## Extract to read
BEGIN
Eating Disorders: A Spectrum Illness

According to US estimates from The National Institute of Mental Health, between 5 per cent and 10 per cent of girls and women (i.e. 5-10 million people) and 1 million boys and men suffer from eating disorders, including anorexia, bulimia, binge eating disorder, or other associated dietary conditions. Estimates suggest that as many as 15 percent of young women adopt unhealthy attitudes and behaviors about food. Amongst psychological disorders, they are the most deadly. A common misconception is that eating disorders are about weight, shape, size, and food. Actually, they are not at all about any of these. Instead, these things are only what is visible and the underlying development of eating disorders is related to much deeper rooted factors. Eating disorders are a spectrum illness meaning that the different types of diagnoses exist along a continuum. Eating disorder like behavior occurs as part of a spectrum of self destructive acts. There are different degrees of severity and varying phases of the illness and recovery process.

These illnesses affect one’s psychological and biological well being and unless appropriately diagnosed and treated, the illness cycle can continue to affect every aspect of a person’s life. Treatment needs to focus on the care and feeding not only of the body and mind, but also of one’s soul.

If you or someone you know is struggling with any of these issues, it is essential to ask for help from an appropriate professional. The treatment and recovery of eating disorders needs to be multidimensional including nutritional rehabilitation, symptom management, cognitive behavioral therapy, and psychotherapy to discover the function that the bingeing, starving, or purging is fulfilling. Despite much debate, it is possible for someone with an eating disorder to recover!

Discussed below are descriptions of the various diagnoses along this spectrum of illnesses.
END
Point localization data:
BEGIN
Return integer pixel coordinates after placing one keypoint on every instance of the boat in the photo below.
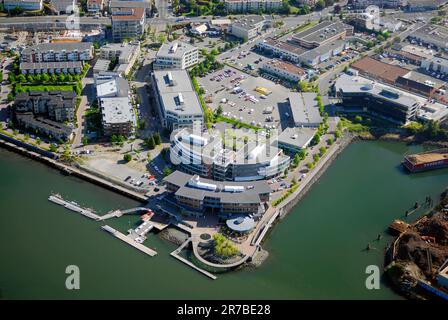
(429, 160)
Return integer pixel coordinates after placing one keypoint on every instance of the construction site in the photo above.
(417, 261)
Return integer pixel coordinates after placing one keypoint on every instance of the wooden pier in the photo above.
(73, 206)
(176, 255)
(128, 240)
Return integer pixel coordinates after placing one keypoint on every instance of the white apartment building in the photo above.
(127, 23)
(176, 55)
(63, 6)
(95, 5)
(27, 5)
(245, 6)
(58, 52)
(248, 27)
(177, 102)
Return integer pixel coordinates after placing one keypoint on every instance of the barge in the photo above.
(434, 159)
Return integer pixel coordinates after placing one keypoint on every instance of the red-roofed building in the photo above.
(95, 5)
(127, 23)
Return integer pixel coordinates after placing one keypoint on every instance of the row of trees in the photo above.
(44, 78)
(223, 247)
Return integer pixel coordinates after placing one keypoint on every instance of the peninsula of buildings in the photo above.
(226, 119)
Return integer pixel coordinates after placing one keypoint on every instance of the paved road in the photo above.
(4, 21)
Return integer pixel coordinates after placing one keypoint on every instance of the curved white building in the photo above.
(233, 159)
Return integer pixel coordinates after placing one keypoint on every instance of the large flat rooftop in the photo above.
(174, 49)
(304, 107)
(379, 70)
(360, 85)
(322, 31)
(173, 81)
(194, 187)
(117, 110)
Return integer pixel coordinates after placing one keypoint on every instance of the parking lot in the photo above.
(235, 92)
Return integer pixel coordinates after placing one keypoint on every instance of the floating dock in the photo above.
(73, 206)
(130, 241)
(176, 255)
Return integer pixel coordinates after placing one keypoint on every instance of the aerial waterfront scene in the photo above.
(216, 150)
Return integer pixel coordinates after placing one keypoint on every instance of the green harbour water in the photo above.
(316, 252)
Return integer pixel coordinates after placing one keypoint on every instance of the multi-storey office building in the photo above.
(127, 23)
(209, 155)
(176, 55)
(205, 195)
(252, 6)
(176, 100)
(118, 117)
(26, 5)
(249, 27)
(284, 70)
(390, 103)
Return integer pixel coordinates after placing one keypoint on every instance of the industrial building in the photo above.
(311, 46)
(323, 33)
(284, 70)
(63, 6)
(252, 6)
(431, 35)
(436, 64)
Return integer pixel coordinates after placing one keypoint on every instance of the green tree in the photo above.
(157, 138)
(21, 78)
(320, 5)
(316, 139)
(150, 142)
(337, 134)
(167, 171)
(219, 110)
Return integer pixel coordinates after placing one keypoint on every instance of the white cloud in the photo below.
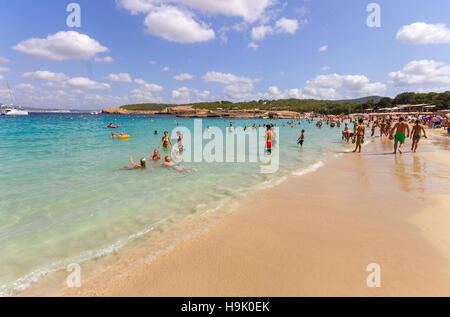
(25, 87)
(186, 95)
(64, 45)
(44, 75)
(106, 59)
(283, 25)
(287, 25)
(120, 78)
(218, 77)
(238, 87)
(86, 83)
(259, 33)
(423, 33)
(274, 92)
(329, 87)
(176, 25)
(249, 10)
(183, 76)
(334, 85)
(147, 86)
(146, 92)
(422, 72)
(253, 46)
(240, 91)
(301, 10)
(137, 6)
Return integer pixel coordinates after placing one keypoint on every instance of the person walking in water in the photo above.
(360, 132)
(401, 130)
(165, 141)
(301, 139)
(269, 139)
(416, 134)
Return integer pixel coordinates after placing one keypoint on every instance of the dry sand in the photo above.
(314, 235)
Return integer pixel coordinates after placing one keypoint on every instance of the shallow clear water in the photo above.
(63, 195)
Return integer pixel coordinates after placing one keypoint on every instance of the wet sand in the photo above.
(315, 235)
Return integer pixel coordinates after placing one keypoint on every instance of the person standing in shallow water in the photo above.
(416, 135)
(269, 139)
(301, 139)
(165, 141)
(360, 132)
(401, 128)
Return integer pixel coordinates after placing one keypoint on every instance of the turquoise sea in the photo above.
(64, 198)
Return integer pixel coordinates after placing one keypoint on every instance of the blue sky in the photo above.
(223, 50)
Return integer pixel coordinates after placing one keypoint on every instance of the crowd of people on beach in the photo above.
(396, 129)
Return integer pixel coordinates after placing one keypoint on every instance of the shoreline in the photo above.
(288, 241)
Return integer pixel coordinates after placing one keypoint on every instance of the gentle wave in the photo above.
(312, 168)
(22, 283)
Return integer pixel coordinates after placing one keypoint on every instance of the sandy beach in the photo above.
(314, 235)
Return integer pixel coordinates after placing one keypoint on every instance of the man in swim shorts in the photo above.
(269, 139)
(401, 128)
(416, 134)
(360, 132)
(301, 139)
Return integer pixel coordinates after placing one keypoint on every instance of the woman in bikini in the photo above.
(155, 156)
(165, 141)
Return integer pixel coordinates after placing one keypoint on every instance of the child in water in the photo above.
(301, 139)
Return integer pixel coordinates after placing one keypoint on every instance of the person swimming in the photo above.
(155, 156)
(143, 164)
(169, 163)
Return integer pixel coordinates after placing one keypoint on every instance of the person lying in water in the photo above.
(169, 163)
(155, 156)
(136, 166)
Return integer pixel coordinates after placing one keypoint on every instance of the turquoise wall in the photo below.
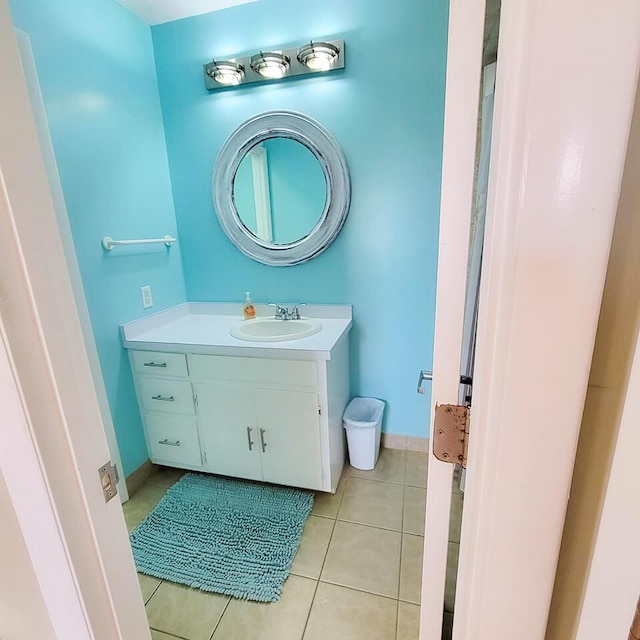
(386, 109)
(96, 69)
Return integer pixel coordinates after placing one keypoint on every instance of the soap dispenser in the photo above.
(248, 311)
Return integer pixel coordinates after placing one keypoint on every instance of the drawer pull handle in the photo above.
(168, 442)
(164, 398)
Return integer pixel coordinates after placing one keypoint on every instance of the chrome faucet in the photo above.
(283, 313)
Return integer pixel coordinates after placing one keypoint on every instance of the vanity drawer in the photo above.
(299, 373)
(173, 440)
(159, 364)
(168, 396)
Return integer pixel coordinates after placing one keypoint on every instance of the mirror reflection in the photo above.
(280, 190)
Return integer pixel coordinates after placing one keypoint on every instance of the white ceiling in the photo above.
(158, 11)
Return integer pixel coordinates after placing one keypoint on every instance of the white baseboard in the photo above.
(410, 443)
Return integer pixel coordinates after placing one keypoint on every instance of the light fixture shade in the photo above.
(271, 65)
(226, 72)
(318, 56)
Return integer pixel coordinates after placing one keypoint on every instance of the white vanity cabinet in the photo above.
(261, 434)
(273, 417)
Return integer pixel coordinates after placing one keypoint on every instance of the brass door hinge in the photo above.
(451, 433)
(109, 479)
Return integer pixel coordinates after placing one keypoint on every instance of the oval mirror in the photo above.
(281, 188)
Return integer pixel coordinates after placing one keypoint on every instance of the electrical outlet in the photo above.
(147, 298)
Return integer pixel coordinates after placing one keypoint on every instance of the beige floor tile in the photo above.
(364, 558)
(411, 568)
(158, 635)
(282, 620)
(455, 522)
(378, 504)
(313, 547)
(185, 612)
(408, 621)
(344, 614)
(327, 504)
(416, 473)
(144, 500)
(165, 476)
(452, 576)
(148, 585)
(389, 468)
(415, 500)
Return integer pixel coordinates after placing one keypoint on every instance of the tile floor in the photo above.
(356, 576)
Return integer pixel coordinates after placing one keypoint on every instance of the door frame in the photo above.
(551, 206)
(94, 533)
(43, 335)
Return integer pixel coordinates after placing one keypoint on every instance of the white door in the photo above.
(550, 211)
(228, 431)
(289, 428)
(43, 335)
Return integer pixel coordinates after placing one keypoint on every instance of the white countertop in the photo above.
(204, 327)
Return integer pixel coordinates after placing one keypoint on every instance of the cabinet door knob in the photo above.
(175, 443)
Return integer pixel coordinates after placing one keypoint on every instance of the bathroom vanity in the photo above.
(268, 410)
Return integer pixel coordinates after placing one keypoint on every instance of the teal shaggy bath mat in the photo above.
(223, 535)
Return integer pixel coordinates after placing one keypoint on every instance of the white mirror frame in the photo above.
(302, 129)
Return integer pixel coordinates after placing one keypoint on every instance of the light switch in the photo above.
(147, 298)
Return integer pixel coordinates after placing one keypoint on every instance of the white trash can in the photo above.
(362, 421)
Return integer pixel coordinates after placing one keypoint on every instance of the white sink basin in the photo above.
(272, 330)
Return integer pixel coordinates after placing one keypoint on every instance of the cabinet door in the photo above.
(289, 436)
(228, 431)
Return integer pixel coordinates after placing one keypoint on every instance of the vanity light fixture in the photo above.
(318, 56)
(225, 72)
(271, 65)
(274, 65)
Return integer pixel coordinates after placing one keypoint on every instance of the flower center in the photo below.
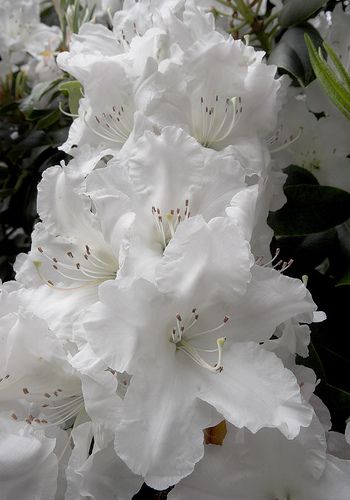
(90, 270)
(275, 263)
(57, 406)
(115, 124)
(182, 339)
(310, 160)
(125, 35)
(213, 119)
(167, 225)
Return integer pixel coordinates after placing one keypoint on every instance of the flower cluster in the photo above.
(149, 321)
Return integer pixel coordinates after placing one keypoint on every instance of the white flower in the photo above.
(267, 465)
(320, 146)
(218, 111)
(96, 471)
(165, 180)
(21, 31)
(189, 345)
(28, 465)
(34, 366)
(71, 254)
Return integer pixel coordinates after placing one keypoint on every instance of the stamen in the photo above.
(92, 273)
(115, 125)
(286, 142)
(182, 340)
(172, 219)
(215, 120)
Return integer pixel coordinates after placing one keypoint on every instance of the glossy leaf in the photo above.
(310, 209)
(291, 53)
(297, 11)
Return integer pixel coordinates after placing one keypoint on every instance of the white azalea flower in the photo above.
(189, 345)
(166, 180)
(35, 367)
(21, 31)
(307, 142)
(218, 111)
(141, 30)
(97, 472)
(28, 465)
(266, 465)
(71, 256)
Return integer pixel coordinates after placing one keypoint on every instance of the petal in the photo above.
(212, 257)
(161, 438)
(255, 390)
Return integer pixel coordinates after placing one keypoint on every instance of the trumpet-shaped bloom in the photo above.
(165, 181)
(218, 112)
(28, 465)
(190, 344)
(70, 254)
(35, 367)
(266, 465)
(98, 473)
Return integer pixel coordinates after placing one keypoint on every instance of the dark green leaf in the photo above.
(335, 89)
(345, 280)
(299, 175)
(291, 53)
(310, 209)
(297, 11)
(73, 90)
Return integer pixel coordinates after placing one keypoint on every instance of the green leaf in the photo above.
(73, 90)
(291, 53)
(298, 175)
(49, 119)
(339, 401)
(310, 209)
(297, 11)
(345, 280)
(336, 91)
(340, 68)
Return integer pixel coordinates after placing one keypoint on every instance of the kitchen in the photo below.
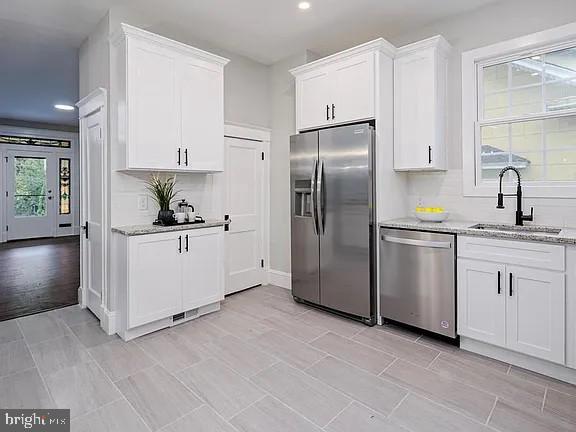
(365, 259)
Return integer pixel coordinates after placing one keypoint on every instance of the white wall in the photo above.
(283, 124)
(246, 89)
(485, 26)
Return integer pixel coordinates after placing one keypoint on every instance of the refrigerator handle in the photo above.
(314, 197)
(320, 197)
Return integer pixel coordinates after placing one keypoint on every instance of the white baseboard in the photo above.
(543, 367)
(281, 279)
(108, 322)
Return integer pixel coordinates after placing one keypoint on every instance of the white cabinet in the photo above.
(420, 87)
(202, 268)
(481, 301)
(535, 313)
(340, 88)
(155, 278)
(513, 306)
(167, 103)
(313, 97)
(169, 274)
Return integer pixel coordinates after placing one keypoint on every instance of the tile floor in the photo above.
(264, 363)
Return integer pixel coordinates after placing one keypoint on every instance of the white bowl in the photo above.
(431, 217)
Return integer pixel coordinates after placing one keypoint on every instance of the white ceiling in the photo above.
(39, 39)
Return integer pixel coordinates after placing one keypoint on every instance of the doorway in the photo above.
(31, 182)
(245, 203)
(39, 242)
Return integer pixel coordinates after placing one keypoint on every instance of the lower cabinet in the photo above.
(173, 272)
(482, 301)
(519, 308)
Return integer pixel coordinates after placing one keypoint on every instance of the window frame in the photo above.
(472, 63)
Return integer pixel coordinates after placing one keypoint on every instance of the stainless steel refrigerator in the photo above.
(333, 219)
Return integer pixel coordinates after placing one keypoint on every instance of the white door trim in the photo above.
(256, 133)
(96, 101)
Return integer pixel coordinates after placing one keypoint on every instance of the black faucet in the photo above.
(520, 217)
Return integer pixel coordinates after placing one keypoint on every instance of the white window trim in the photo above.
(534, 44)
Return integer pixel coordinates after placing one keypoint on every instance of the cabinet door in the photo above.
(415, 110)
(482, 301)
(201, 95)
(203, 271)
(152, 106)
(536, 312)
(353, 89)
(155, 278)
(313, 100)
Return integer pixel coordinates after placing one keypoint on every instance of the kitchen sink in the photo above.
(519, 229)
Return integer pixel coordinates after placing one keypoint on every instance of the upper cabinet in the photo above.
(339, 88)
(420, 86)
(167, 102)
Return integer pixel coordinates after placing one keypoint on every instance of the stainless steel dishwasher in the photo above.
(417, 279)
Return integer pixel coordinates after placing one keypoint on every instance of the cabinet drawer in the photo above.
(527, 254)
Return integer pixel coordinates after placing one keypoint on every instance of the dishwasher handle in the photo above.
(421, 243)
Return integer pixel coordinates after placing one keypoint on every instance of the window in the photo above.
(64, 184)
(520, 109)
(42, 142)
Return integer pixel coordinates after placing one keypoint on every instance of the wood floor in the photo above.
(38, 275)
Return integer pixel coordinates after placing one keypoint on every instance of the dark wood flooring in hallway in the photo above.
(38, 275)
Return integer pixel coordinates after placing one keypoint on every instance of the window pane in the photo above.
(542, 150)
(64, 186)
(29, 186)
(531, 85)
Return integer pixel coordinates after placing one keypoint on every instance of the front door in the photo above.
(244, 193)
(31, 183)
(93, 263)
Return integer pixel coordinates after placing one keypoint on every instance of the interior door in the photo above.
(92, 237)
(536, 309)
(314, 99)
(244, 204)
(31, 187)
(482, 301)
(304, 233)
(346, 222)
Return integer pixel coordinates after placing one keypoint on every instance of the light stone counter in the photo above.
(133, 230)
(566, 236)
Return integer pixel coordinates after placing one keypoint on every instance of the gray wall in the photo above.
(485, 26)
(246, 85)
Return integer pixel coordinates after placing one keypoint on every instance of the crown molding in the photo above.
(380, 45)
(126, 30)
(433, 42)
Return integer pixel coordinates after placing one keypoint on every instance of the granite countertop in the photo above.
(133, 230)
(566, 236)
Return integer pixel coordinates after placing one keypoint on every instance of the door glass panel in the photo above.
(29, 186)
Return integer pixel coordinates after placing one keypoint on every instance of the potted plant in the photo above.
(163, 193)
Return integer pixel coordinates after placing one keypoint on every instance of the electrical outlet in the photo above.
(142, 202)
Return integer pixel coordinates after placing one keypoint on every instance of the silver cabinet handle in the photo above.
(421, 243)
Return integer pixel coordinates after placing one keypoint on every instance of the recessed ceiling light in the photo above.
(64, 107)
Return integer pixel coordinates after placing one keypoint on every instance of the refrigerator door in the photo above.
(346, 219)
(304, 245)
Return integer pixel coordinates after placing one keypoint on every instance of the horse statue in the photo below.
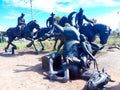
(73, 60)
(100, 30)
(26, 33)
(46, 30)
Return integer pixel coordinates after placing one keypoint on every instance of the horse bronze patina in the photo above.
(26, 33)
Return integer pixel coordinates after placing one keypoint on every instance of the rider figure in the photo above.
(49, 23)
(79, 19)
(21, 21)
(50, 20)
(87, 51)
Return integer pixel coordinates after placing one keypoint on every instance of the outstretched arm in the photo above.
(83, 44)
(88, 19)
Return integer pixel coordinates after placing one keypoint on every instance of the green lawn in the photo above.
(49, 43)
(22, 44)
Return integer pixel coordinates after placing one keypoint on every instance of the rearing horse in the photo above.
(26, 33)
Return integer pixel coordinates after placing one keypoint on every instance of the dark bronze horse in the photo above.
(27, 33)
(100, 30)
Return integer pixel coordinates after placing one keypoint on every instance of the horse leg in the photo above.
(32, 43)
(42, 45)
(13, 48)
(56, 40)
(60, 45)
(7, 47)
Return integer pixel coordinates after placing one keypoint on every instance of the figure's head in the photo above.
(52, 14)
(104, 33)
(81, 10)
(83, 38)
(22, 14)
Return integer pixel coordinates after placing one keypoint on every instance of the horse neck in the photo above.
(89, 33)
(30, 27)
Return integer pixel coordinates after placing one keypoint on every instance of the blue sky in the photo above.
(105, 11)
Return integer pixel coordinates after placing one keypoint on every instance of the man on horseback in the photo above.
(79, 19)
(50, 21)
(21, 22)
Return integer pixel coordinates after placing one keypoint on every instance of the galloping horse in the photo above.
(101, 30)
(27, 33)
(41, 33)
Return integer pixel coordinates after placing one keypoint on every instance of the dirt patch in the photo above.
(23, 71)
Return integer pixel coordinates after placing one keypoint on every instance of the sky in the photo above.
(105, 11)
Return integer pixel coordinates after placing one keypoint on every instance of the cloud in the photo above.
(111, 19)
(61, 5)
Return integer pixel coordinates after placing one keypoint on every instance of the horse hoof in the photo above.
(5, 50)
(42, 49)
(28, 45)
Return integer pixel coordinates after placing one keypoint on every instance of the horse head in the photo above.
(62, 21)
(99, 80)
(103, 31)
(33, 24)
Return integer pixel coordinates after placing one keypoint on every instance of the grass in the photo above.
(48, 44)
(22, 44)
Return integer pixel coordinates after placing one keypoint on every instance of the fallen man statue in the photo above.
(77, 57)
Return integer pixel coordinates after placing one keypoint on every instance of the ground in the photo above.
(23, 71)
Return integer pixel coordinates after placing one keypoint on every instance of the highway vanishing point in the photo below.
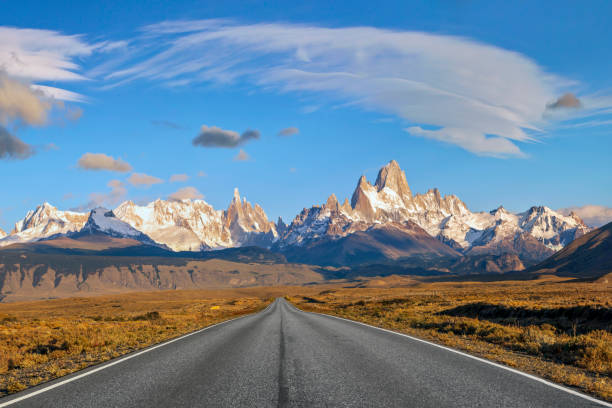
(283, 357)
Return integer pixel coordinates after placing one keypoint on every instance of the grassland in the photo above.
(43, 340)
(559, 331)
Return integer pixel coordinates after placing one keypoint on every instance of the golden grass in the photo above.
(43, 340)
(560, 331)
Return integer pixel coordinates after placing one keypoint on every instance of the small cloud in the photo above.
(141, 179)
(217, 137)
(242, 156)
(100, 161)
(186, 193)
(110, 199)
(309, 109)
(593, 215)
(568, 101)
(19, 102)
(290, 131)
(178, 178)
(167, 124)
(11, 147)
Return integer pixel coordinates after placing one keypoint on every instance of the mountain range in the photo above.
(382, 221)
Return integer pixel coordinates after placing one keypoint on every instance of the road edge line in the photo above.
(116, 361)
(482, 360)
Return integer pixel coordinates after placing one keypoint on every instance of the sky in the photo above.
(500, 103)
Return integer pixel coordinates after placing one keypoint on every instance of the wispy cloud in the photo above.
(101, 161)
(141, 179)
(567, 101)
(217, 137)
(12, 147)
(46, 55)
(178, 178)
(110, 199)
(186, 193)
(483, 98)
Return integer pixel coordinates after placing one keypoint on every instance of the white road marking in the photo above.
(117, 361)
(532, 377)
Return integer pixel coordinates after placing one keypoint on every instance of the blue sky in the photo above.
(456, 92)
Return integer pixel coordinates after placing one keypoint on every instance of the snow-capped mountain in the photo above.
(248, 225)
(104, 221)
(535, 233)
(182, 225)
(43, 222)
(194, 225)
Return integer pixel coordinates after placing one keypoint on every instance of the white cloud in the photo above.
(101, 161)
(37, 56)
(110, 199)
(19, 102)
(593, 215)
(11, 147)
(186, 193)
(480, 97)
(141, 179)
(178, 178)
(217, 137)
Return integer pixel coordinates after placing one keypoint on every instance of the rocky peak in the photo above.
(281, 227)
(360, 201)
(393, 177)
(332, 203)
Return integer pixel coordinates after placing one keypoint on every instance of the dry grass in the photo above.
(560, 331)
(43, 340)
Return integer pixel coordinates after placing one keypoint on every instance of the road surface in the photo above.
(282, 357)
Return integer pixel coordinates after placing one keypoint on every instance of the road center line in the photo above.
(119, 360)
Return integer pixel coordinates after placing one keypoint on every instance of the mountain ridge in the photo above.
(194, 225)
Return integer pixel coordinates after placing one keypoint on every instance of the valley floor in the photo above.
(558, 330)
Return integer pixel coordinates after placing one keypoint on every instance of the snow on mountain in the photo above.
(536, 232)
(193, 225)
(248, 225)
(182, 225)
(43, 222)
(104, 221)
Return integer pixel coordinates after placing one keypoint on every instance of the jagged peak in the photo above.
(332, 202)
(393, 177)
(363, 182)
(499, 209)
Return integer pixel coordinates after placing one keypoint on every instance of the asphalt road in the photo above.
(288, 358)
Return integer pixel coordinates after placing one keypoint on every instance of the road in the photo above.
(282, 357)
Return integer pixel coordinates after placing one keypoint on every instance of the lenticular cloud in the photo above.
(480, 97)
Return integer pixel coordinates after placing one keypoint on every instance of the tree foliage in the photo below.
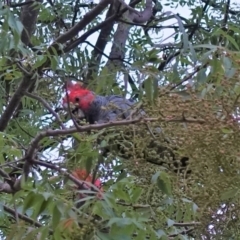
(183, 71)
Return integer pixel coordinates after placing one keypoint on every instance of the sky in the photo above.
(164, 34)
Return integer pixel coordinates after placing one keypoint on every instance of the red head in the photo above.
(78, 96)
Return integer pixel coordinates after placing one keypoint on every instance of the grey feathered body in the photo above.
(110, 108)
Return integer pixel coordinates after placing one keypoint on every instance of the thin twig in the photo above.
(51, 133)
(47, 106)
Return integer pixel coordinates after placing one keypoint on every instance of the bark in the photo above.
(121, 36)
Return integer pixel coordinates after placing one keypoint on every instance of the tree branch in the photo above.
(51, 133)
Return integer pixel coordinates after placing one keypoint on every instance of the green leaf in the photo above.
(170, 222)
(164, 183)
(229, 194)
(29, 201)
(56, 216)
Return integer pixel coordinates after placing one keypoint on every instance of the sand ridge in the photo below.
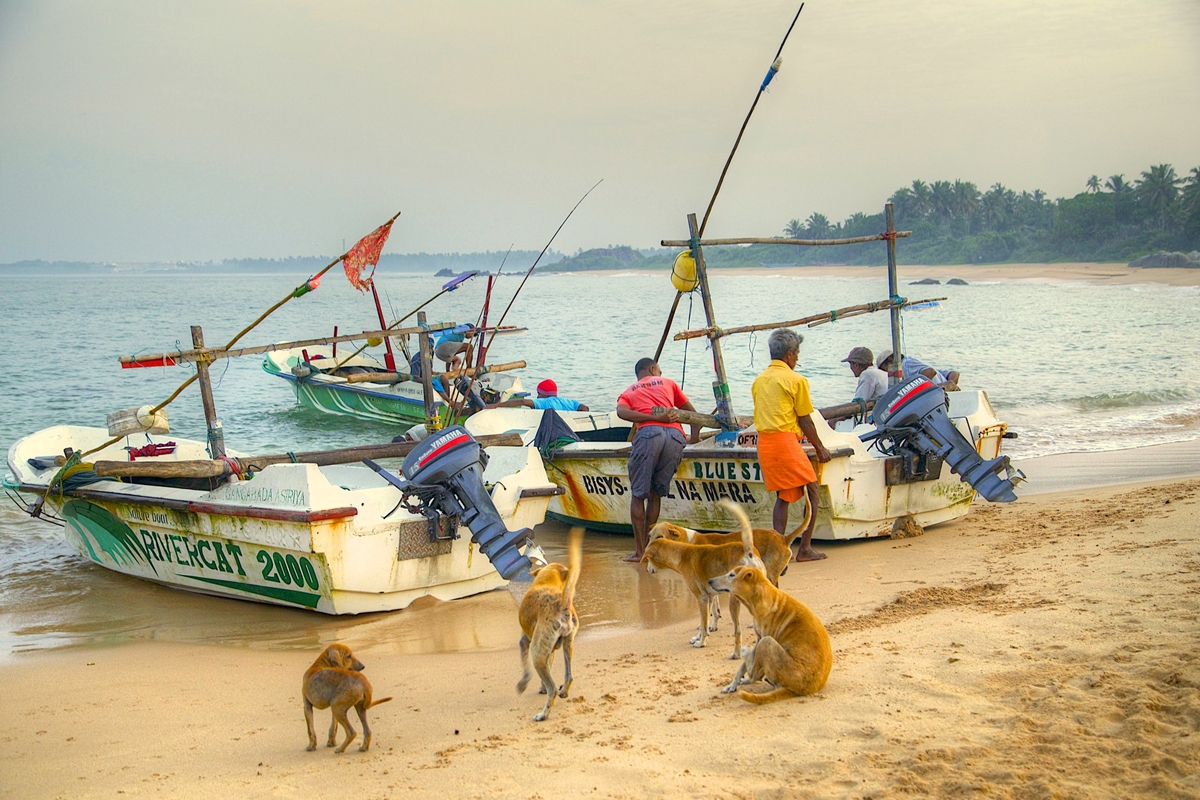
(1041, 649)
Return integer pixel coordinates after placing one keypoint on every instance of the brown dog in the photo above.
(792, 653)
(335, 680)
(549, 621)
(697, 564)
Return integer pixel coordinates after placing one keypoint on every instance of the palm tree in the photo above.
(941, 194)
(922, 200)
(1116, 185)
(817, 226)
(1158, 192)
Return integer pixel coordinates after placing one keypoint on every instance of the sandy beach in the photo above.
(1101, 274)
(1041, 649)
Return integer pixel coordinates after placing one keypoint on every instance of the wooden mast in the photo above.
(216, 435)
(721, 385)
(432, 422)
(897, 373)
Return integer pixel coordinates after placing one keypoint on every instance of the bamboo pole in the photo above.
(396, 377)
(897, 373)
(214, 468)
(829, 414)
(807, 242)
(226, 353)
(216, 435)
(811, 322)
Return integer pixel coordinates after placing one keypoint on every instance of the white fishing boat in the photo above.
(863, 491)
END
## Brief 1
List the components that the eating disorders text says a multidimensional treatment and recovery should include.
## Brief 2
Carry on the eating disorders text from its final sentence.

## Answer box 1
- nutritional rehabilitation
- symptom management
- cognitive behavioral therapy
- psychotherapy to discover the function that the bingeing, starving, or purging is fulfilling

## Answer box 2
The term Anorexia comes from Greek origin (privation, lack of) anorexia (appetite). This means a lack of a desire to eat but this term is not sufficient to describe the illness. The addition of the word Nervosa describes the condition more completely (lack of desire to eat due to a mental condition). Persons with this disorder struggle with much more than loosing their appetites, they actually have a longing desire to eat. Some often give in to their rigid behaviors and eat with no control as a result of being starved. Eventually a person with Anorexia may actually lack their appetite because their body has become so confused through the restricting, possible binging and purging. Despite not feeling hungry, the mind sends constant impulses to eat because starvation is against what the normal body instincts are. Most clearly stated, this syndrome is due to a psychological disturbance where food is the outer expression of the problem. A person believes that they are in control if they are thin. Anorexia is the most rare of eating disorders and also the most deadly. Many anorexics develop bulimia nervosa at some point because of the body’s inability to maintain starvation that is self induced.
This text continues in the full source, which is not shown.